Document section:
I once temped for two different men at two different places who used the same technique. They would make sure that when they were sitting beside me, talking about work or dictating something to me, that their wheeled chairs would slowly get closer and closer until their thigh was pressed up against mine. I would try to wheel my own chair away a bit each time but they would then gradually do it again until there was no space left for me to wheel myself into. I always felt very vulnerable and as a junior, temporary member of staff, did not feel able to say anything. In both cases, they were "happily" married men.

Psyche, Bedford

I think a lot of older men don't realise times have changed, but if you point out to them that they've stepped over the line they get it quickly, even if there is a bit of grumbling about political correctness. One approach is to say "I don't want to be in a position where I have to start avoiding you" - that puts the onus back on them and gives them food for reflection. I've never know that to fail and it avoids fuss and drama with HR departments.

IreneH,

I don't think you can say "no touch". I work in an office where many people will be locked into a screen, with headphones on - either music or conference call and the only to get attention is to tap on shoulder or arm (else throw something at them). If you work in a loud environment might be the only way to get attention. There are also vast cultural differences. While working in the middle east another bloke took my hand to take me somewhere. I wondered what was going on, but once you realise that's what they do and it is a friendly gesture you go with it.

Ian,

There is a danger to the "never touch" perspective that we end up viewing all touch as would-be sexual. I volunteered with a wonderful community of people some of who had learning disabilities, and the director would make sure to hold everyone's hand while talking to them. This builds a profound connection, and especially in the case of marginalised people, affirms their presence and importance. I found it startling at first but realised that this reaction came from my own prejudices rather than something inherently problematic about touch.

Mark Calder, Insch, Aberdeenshire

I got a call at work once to say that my grandfather had died. My boss was really kind to me and very sympathetic and he didn't need to touch me to show it.

Listed entries:

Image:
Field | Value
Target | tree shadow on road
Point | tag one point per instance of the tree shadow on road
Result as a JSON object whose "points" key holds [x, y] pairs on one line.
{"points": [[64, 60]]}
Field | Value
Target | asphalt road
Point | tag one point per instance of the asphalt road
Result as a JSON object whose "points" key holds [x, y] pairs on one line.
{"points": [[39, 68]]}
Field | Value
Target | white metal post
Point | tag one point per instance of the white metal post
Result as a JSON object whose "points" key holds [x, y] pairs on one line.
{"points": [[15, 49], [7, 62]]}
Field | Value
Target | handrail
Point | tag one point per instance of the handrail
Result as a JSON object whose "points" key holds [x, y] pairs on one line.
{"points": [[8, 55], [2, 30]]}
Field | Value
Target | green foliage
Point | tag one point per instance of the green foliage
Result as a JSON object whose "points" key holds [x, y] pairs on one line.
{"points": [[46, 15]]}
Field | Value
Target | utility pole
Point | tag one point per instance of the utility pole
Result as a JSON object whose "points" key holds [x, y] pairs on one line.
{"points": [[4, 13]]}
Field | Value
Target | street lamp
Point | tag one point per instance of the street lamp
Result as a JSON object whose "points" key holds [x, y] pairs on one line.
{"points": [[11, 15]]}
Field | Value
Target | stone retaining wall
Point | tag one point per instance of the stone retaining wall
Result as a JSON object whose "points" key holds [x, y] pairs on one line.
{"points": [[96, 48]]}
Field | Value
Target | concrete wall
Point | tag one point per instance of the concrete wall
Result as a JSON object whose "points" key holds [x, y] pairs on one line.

Directions:
A: In the comments about touching at work, where was one commenter working when another man took their hand to lead them somewhere?
B: Write the next part of the comments about touching at work, picking up after their final sentence.

Results of the exercise:
A: The Middle East.

B:
JS, Manchester

I worked as the "copy girl" for a successful multinational company in London in the early 80's. Sexual harrassment by men was standard, but women were often complicit. Affairs between directors and their personal secretaries were the norm, and almost seen as a badge of honour. I was only touched inappropriately once - a boisterous, heavy-drinking and probably lonely salesman ran his finger down my back. I turned and said "don't ever do that to me again" in such a voice that he (nor anyone else) ever did. By making my position clear I was able to have friendly relationships with male colleagues who knew they would be wasting their time if they tried it on with me. But I was considered a bit of a prude for taking this stand!

Miranda Puttock, Reading

How different it is where I live. Here in Spain where a hand shake, kiss or straight hug is a "hello" and touching is part of an ordinary conversation.

Martin Watts, Mallorca

I had my backside slapped in front of our entire office as I bent at the watercooler. When I mentioned this to our head office I was told this was 'just what that office was like' and would be so until the people in question left. Luckily I left first. There was no 'disciplinary hearing' or 'dismissal' in my case. I was practically met with derision for even bring it up.

Danielle S, London

A male colleague once blew on the back of my neck whilst I was carrying items in both hands, and I had been unaware of him behind me. He had been previously warned by myself, other colleagues and even staff in our local bar to keep his hands off me! Despite all this I felt unable to launch a formal complaint. I'm really not sure why. I think I felt that it was my fault for being uncomfortable with his contact and that my emotional response to his not overtly sexual touches, was not grounds for a legitimate complaint. Where do we draw the line? I left my job because of this individual and the way he made me feel, but did not complain.